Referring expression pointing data
= = = = =
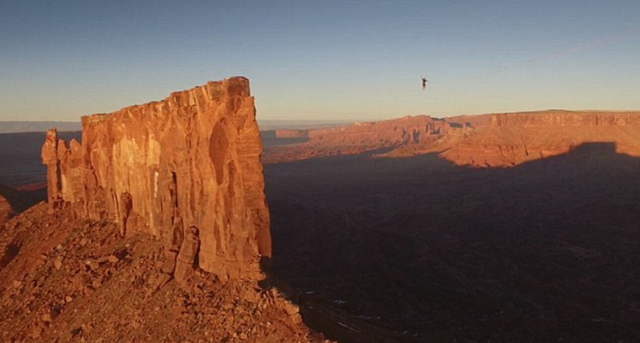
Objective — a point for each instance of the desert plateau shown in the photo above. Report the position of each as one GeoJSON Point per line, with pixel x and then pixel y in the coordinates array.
{"type": "Point", "coordinates": [498, 227]}
{"type": "Point", "coordinates": [319, 171]}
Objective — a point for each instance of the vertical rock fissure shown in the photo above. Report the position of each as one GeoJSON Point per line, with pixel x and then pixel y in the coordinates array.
{"type": "Point", "coordinates": [189, 162]}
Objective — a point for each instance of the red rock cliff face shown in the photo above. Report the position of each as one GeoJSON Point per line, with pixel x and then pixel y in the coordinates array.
{"type": "Point", "coordinates": [513, 138]}
{"type": "Point", "coordinates": [189, 160]}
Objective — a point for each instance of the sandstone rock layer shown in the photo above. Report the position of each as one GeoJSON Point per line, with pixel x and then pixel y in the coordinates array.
{"type": "Point", "coordinates": [192, 159]}
{"type": "Point", "coordinates": [513, 138]}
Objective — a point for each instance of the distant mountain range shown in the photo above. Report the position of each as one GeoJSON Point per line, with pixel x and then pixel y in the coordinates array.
{"type": "Point", "coordinates": [38, 126]}
{"type": "Point", "coordinates": [265, 125]}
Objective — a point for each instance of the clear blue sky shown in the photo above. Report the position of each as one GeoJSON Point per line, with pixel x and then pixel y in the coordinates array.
{"type": "Point", "coordinates": [359, 60]}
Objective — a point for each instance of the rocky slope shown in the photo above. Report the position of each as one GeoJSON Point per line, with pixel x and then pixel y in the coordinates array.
{"type": "Point", "coordinates": [365, 136]}
{"type": "Point", "coordinates": [489, 140]}
{"type": "Point", "coordinates": [68, 279]}
{"type": "Point", "coordinates": [183, 169]}
{"type": "Point", "coordinates": [513, 138]}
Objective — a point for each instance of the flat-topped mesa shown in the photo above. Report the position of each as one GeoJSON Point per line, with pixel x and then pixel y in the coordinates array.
{"type": "Point", "coordinates": [513, 138]}
{"type": "Point", "coordinates": [191, 160]}
{"type": "Point", "coordinates": [409, 129]}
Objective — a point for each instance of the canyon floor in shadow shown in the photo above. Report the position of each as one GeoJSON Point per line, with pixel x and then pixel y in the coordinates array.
{"type": "Point", "coordinates": [424, 251]}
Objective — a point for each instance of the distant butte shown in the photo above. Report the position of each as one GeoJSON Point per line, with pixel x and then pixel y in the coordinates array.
{"type": "Point", "coordinates": [186, 169]}
{"type": "Point", "coordinates": [488, 140]}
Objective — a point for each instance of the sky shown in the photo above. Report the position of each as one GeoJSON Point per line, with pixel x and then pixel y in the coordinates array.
{"type": "Point", "coordinates": [321, 60]}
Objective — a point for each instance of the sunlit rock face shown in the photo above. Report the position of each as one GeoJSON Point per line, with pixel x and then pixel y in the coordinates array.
{"type": "Point", "coordinates": [513, 138]}
{"type": "Point", "coordinates": [192, 159]}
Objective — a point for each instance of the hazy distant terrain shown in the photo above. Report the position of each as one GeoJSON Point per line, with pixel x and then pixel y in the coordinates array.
{"type": "Point", "coordinates": [37, 126]}
{"type": "Point", "coordinates": [269, 124]}
{"type": "Point", "coordinates": [536, 241]}
{"type": "Point", "coordinates": [20, 156]}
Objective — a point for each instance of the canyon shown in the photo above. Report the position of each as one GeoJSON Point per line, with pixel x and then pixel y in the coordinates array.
{"type": "Point", "coordinates": [496, 227]}
{"type": "Point", "coordinates": [191, 160]}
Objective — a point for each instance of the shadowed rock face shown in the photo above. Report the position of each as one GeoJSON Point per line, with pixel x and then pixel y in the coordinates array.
{"type": "Point", "coordinates": [513, 138]}
{"type": "Point", "coordinates": [191, 159]}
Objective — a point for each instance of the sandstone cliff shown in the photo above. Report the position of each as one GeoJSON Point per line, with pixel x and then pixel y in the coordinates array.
{"type": "Point", "coordinates": [513, 138]}
{"type": "Point", "coordinates": [191, 160]}
{"type": "Point", "coordinates": [361, 137]}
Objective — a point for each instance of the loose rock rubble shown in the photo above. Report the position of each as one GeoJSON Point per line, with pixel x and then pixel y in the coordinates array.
{"type": "Point", "coordinates": [71, 280]}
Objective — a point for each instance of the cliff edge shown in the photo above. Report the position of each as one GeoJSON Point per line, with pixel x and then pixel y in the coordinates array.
{"type": "Point", "coordinates": [186, 169]}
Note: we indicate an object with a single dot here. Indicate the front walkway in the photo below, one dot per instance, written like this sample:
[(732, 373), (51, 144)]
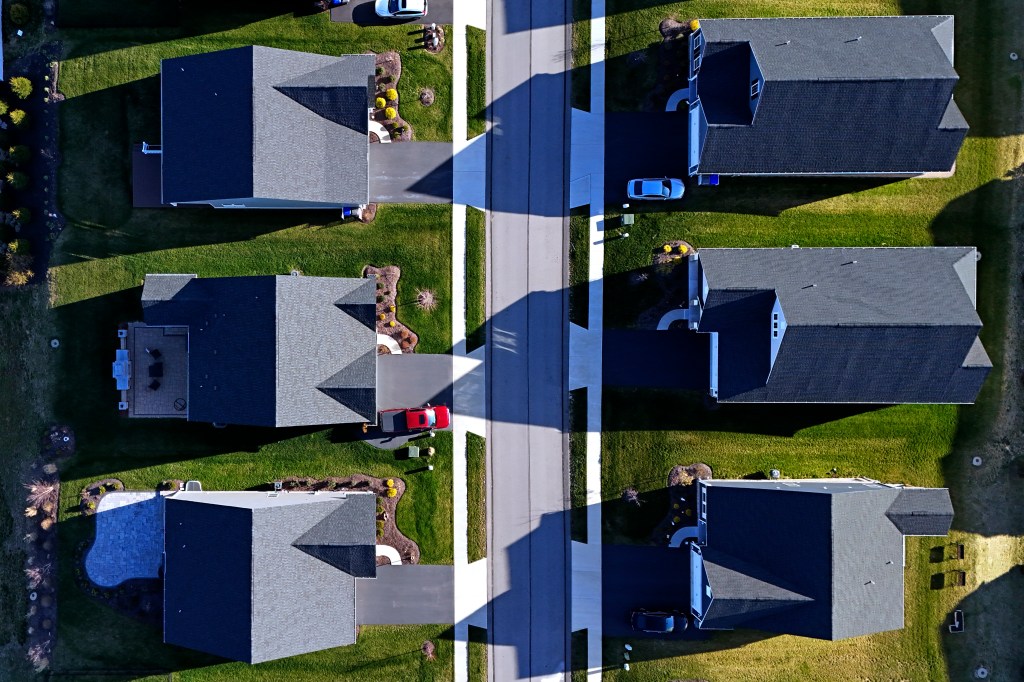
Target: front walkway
[(129, 538)]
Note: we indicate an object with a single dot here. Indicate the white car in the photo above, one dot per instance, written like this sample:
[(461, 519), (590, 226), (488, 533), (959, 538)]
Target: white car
[(400, 8), (658, 188)]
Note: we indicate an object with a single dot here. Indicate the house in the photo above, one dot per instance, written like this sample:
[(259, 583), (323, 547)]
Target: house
[(850, 325), (252, 350), (255, 577), (817, 558), (259, 127), (849, 95)]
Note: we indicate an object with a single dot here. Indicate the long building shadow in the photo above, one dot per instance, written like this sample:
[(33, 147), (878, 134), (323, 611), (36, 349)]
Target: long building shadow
[(157, 20), (989, 619)]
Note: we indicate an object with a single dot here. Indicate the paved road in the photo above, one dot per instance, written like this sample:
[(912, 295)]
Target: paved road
[(407, 595), (411, 173), (526, 346), (361, 12)]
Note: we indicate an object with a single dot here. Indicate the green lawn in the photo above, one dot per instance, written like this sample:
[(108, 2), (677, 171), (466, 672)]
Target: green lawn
[(581, 54), (919, 444), (476, 279), (580, 266), (578, 464), (476, 76), (27, 376), (476, 475), (110, 79), (477, 654)]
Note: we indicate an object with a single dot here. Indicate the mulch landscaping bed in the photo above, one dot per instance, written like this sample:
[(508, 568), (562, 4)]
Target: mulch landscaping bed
[(388, 67), (682, 500), (387, 321), (41, 538)]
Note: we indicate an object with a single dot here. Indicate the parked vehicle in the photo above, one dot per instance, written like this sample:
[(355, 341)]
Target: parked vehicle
[(656, 188), (400, 8), (657, 623), (416, 419)]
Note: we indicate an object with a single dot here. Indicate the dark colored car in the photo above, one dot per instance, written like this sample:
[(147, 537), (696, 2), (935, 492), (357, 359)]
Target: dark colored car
[(657, 623)]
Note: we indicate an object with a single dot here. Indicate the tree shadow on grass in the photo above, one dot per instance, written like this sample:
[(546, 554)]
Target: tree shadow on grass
[(981, 217)]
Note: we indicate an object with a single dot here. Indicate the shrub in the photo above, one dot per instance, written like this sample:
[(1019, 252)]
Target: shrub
[(17, 179), (19, 154), (19, 13), (20, 86)]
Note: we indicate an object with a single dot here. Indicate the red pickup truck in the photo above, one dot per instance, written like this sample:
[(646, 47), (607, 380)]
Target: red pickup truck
[(416, 419)]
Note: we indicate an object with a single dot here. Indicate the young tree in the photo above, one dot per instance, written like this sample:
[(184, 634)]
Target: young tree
[(20, 86)]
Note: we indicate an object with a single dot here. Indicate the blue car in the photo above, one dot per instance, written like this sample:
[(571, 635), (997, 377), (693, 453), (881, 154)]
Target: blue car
[(657, 623), (656, 188)]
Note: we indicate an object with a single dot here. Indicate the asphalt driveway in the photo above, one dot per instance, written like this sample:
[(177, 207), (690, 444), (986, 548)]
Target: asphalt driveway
[(637, 357), (411, 173), (643, 577), (361, 12), (643, 144), (411, 380), (408, 594)]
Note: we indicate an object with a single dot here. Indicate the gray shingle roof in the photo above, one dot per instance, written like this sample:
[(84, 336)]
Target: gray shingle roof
[(743, 592), (830, 541), (879, 326), (235, 554), (819, 48), (830, 102), (273, 350), (264, 123), (922, 511)]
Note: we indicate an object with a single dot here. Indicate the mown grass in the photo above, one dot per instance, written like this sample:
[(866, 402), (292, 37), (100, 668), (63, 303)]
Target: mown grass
[(476, 477), (27, 378), (476, 76), (476, 279), (143, 455), (477, 654), (648, 432), (580, 266), (110, 79), (578, 464), (581, 54)]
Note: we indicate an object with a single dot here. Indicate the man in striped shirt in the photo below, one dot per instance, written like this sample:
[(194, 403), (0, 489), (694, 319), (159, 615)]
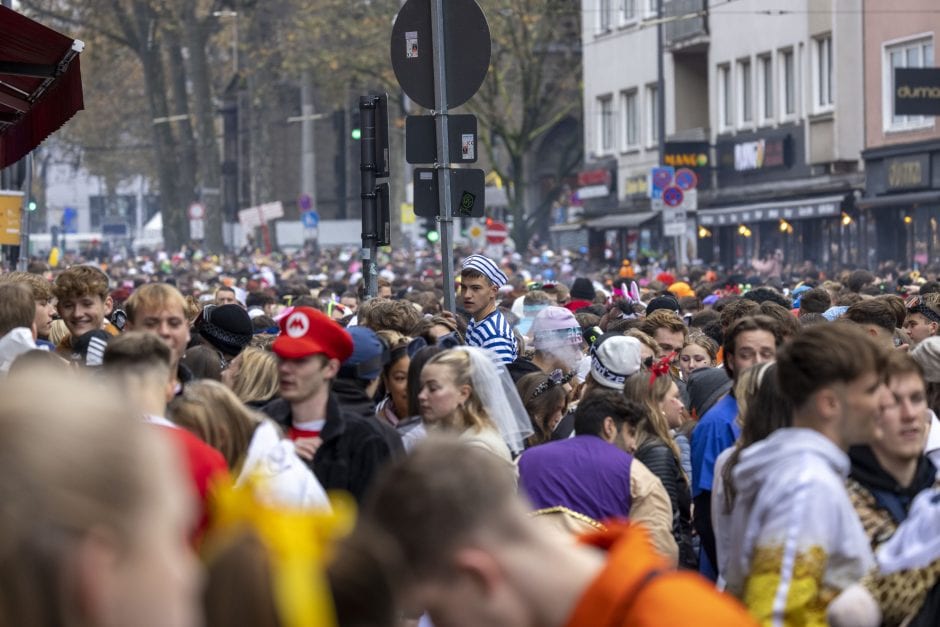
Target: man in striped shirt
[(480, 280)]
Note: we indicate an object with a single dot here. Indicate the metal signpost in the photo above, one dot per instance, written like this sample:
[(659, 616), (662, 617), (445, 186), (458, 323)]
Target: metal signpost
[(441, 80)]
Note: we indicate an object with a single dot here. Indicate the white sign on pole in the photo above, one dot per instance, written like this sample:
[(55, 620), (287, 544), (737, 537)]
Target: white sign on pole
[(256, 216), (674, 229)]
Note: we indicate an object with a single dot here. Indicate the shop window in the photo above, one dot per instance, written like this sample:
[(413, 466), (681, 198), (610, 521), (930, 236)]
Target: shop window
[(822, 74)]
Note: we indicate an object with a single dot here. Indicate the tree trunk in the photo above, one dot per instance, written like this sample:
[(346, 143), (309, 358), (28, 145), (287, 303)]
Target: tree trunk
[(155, 86), (209, 164), (186, 141)]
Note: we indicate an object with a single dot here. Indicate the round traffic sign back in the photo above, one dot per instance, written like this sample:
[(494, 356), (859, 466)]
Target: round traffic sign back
[(673, 196), (466, 51), (496, 233), (686, 179)]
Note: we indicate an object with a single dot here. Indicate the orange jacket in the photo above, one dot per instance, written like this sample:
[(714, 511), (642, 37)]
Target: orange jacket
[(638, 588)]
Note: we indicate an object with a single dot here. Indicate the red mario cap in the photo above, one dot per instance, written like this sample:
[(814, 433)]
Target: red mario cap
[(306, 331)]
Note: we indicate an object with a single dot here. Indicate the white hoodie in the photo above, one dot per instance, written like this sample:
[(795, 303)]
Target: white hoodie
[(285, 478), (13, 344), (799, 540)]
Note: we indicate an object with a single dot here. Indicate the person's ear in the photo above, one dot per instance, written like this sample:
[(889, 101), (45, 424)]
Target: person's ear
[(94, 578), (482, 569)]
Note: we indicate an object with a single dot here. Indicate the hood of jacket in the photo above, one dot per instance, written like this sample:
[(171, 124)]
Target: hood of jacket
[(13, 344), (779, 451), (868, 472)]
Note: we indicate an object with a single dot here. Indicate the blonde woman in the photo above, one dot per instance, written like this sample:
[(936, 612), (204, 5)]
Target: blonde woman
[(96, 511), (252, 376), (463, 390), (657, 449), (251, 444)]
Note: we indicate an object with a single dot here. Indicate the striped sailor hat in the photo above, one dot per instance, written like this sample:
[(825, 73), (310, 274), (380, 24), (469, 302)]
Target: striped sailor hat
[(486, 267)]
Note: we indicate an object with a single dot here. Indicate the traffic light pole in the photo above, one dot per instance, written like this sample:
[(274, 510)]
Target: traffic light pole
[(23, 261), (367, 117), (445, 219)]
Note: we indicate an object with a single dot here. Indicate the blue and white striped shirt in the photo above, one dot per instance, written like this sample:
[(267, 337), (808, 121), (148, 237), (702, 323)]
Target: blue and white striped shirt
[(495, 334)]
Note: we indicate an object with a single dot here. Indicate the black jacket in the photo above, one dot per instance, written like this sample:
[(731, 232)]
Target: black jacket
[(352, 398), (888, 493), (353, 448), (657, 456)]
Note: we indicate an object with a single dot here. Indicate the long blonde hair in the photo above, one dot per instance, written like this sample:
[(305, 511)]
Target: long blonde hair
[(74, 461), (471, 414), (256, 379), (645, 387), (214, 413)]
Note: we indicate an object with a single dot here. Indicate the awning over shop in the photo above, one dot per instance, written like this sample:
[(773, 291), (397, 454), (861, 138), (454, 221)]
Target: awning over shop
[(40, 83), (765, 212), (899, 200), (621, 220)]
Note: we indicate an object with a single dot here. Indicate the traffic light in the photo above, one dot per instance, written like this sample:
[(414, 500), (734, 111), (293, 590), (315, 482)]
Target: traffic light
[(430, 231), (355, 125)]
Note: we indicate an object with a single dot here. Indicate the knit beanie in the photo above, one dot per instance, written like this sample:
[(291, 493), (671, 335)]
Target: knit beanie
[(613, 359), (582, 289), (226, 327), (927, 354), (554, 327)]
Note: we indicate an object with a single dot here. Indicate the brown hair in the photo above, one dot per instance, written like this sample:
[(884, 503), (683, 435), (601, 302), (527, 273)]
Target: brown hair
[(787, 322), (735, 310), (80, 281), (816, 300), (662, 319), (640, 388), (472, 414), (872, 311), (153, 296), (40, 287), (434, 500), (541, 397), (256, 379), (751, 323), (17, 307), (825, 354), (214, 413), (72, 463)]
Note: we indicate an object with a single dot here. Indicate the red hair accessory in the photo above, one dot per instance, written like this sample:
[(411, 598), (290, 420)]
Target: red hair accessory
[(661, 367)]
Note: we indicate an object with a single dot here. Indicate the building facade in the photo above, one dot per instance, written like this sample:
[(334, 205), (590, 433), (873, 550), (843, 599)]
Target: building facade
[(898, 215)]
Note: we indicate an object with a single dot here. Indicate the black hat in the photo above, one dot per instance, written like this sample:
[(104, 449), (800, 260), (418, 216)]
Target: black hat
[(663, 302), (582, 289), (226, 327)]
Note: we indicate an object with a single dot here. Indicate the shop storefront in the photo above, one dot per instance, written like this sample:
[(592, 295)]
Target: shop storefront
[(770, 199), (899, 214)]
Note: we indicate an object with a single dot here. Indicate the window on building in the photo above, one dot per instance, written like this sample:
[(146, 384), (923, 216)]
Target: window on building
[(725, 102), (765, 88), (603, 16), (652, 109), (627, 11), (911, 53), (746, 91), (630, 120), (605, 131), (822, 69), (788, 83)]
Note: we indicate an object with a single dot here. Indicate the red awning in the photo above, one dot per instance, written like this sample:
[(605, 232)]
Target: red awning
[(40, 83)]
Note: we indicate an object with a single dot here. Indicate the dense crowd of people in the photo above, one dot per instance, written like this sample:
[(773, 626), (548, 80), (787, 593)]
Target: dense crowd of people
[(574, 446)]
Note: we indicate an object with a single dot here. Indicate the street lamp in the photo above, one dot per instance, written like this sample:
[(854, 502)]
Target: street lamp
[(234, 15)]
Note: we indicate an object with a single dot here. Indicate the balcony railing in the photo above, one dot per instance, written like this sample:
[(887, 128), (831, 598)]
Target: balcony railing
[(692, 24)]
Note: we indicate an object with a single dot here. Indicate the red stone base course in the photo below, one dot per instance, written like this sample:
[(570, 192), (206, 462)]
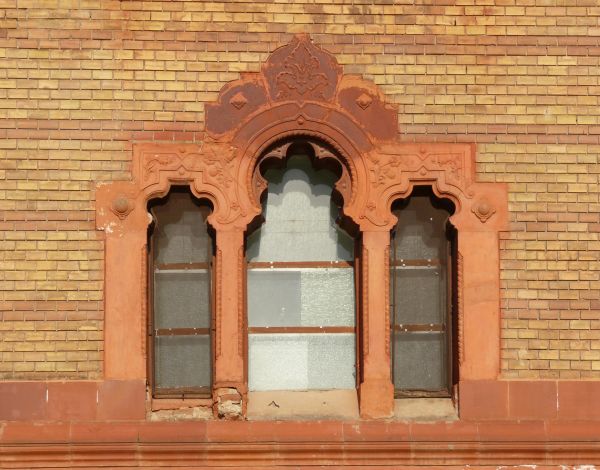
= = = = =
From the records, copy every line that has the string "below" in it.

Note: we indicate an object with a single dot here. Indicate the front walkway in the photo below, one dot per instance, written like this sample:
Note: we indicate an object with a single dot here. Indicate the man in striped shirt in the photo below, one dot per instance, written like this sample:
Note: we indicate an object with a single dot here. Indicate the red stone base course in the photo below, one dot per instance, written like this sample:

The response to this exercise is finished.